Text:
>>>>

Topic 1.4: Identifying and Correcting Errors | AP CSP Big Idea 1 | APCSExamPrep.com

AP CSP Course Big Idea 1 1.4 Identifying and Correcting Errors
1.4
Big Idea 1 • Creative Development • Final Topic

Identifying and Correcting Errors

🕐 ~20 min FREE 📖 4 MCQ practice questions 🎮 1 interactive game CRD-2.I • CRD-2.J

After this lesson, you will be able to:

  • Identify and distinguish between the four types of programming errors: logic, syntax, run-time, and overflow
  • Apply debugging strategies including test cases, hand tracing, visualizations, debuggers, and extra output statements
  • Design test cases that cover expected values and edge cases at input extremes
  • Explain why programs that run without crashing can still contain errors
📈 Exam weight: Topic 1.4 is one of the highest-frequency Big Idea 1 topics on the AP exam. The four error types are tested in almost every exam year. Expect 2–3 questions asking you to identify an error type from a code example or description.
💡 Think about this first

In 1999, NASA lost a $327 million Mars orbiter because one engineering team used metric units and another used imperial units. The software ran perfectly — no crashes, no error messages. It just silently calculated the wrong trajectory. That's a logic error at $327 million scale. Understanding the difference between 'the program ran' and 'the program was correct' is the core insight of this topic.

The Four Types of Errors

The AP CSP CED defines four specific types of programming errors. You must be able to identify each type from a description or code example.

1. Logic Error

A logic error is a mistake in the algorithm or program that causes it to behave incorrectly or unexpectedly. Programs with logic errors can still run — they just produce wrong results. This makes logic errors the hardest to catch: there's no error message telling you something is wrong.

Example: A program that calculates a student's letter grade uses > instead of >= for the boundary between A and B. The program runs, assigns grades, and produces output — but every student right at the boundary gets the wrong grade.

2. Syntax Error

A syntax error is a mistake where the rules of the programming language are not followed. The program typically cannot run at all until the syntax error is fixed. The interpreter or compiler catches these before execution.

Example: Writing if x = 5 instead of if x == 5 in Python. The language doesn't understand the single equals in this context and refuses to run the program.

3. Run-Time Error

A run-time error is a mistake that occurs during execution — after the program has started running. The program may run fine until it hits a specific condition, then crash or produce unexpected behavior. Each programming language defines its own run-time errors.

<<<<

Pointing and labeling entries:
>>>>

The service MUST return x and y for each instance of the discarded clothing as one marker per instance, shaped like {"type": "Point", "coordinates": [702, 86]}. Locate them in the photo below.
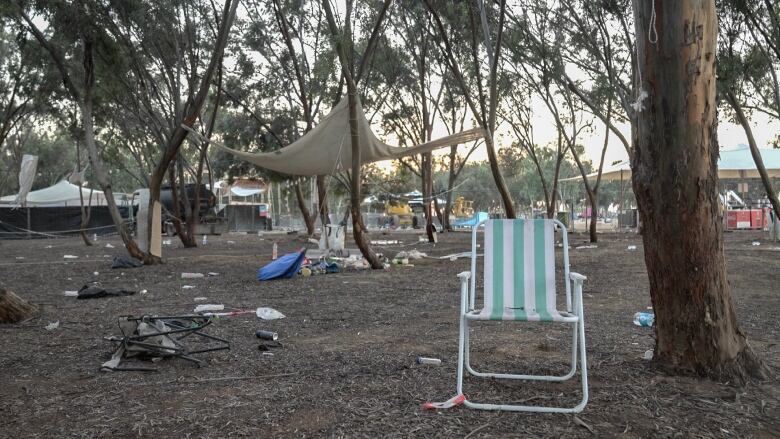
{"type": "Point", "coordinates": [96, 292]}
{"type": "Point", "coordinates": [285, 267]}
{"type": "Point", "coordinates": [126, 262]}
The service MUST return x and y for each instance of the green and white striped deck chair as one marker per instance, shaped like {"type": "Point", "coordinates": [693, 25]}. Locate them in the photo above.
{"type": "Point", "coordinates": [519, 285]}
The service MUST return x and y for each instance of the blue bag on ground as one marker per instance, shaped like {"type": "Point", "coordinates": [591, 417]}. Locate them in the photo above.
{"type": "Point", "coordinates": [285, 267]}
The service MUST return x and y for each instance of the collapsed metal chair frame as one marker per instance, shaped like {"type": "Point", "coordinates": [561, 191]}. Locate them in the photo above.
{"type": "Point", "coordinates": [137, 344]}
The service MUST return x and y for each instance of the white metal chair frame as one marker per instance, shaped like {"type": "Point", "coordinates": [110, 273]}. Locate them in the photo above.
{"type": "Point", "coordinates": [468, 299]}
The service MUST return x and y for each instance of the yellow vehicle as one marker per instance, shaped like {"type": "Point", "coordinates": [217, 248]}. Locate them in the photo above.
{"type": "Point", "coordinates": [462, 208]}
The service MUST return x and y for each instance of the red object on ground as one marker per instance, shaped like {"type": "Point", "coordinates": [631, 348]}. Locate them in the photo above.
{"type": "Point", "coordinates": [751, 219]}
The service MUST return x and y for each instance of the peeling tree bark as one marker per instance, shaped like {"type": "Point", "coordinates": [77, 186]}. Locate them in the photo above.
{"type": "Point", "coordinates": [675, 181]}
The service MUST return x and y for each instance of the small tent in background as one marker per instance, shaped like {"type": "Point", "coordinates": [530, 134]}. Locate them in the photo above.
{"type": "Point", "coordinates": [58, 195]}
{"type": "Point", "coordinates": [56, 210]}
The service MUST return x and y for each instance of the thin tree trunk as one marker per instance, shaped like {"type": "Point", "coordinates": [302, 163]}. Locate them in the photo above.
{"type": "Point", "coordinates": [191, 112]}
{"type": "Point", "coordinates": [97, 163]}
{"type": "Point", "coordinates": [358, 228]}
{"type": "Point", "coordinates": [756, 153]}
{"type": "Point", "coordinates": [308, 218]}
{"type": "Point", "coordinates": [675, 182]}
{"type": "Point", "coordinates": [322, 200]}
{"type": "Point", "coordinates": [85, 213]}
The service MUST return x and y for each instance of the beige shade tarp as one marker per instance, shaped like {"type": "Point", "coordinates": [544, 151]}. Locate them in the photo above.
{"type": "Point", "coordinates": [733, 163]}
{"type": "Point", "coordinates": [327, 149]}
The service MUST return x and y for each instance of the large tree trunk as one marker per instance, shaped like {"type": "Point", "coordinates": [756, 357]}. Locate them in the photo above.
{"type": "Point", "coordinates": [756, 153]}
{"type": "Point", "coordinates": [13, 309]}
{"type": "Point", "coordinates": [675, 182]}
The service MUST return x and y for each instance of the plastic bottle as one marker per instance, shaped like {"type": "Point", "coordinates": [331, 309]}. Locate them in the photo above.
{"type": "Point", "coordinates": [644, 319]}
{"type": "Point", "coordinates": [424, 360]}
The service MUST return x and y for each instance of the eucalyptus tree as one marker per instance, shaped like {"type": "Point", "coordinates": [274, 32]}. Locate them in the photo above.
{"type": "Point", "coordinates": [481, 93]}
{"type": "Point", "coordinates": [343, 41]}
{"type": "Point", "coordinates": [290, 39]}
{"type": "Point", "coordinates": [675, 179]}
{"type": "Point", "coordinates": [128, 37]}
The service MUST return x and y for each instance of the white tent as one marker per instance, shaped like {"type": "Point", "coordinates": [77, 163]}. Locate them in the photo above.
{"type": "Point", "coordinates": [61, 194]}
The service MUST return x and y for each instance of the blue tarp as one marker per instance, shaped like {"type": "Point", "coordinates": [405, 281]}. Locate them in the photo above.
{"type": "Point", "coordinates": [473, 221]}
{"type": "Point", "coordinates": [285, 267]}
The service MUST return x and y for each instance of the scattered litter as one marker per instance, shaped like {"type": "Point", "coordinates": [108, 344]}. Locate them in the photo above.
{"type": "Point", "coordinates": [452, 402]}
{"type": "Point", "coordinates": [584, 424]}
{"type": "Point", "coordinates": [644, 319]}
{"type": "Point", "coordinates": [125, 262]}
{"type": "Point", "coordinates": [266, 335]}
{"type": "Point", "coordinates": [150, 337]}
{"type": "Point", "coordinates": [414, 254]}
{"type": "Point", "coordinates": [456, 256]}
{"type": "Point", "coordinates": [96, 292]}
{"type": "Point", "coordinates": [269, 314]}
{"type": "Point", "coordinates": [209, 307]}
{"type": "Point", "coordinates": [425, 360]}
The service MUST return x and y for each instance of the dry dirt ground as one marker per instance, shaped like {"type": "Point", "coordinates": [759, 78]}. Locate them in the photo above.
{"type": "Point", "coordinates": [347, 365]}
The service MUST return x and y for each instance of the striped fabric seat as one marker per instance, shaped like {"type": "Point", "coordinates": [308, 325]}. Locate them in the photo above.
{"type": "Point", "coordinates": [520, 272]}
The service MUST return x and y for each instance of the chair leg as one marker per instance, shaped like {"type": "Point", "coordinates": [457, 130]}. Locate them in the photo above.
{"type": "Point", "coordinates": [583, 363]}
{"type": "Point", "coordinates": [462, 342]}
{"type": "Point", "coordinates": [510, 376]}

<<<<
>>>>

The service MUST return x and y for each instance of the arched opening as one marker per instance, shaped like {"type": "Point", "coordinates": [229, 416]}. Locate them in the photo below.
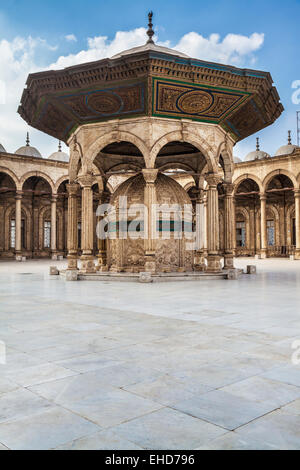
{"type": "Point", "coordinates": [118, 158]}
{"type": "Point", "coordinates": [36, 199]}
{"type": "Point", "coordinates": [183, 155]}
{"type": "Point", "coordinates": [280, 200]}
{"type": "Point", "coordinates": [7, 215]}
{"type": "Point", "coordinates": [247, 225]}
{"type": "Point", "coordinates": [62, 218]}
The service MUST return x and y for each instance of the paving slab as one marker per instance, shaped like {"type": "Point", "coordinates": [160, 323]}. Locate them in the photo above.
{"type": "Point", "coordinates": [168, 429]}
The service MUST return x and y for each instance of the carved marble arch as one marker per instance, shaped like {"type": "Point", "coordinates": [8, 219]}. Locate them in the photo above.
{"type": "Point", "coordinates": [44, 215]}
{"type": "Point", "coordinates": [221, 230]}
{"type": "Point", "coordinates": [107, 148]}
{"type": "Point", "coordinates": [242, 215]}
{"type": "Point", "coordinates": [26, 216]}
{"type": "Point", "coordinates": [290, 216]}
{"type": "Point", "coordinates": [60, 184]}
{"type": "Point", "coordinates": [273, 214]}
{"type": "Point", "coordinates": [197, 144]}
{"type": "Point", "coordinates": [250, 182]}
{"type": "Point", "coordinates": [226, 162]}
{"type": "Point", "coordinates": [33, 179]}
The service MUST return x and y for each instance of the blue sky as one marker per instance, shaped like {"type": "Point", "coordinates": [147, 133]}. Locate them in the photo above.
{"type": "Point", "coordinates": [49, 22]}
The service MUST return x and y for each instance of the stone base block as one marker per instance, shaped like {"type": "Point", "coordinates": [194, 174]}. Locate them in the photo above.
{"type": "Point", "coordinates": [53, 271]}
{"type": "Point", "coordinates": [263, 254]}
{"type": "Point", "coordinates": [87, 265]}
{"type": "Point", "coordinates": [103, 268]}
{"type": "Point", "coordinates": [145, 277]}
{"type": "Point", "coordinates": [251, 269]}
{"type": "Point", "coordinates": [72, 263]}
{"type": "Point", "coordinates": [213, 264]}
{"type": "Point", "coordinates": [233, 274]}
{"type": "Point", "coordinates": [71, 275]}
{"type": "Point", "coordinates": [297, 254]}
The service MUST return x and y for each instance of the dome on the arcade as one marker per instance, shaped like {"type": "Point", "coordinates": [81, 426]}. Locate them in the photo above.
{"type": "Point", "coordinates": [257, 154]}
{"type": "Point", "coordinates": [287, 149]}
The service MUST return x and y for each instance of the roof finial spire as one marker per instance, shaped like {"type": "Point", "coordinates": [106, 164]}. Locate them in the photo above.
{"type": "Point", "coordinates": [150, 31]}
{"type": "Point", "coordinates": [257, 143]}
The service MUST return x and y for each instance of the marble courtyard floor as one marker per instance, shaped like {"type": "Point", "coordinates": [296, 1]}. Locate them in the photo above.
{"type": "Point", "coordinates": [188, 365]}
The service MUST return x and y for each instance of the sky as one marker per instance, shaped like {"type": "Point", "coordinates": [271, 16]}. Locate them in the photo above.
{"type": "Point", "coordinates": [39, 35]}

<<<<

Brief A:
In the errors lesson, reproduce the passage starting at "A run-time error" and ending at "own run-time errors.", switching "crash" to "halt".
Brief B:
Condense the paragraph of the errors lesson that opens with "A logic error is a mistake" into a bulleted list that keeps its main facts.
Brief C:
Which debugging strategies does the errors lesson name in its learning objectives? List all of them.

Problem solution A:
A run-time error is a mistake that occurs during execution — after the program has started running. The program may run fine until it hits a specific condition, then halt or produce unexpected behavior. Each programming language defines its own run-time errors.

Problem solution B:
- A logic error is a mistake in the algorithm or program that makes it behave incorrectly or unexpectedly.
- Programs with logic errors still run but produce wrong results.
- Logic errors are the hardest to catch because no error message signals that something is wrong.

Problem solution C:
- Test cases
- Hand tracing
- Visualizations
- Debuggers
- Extra output statements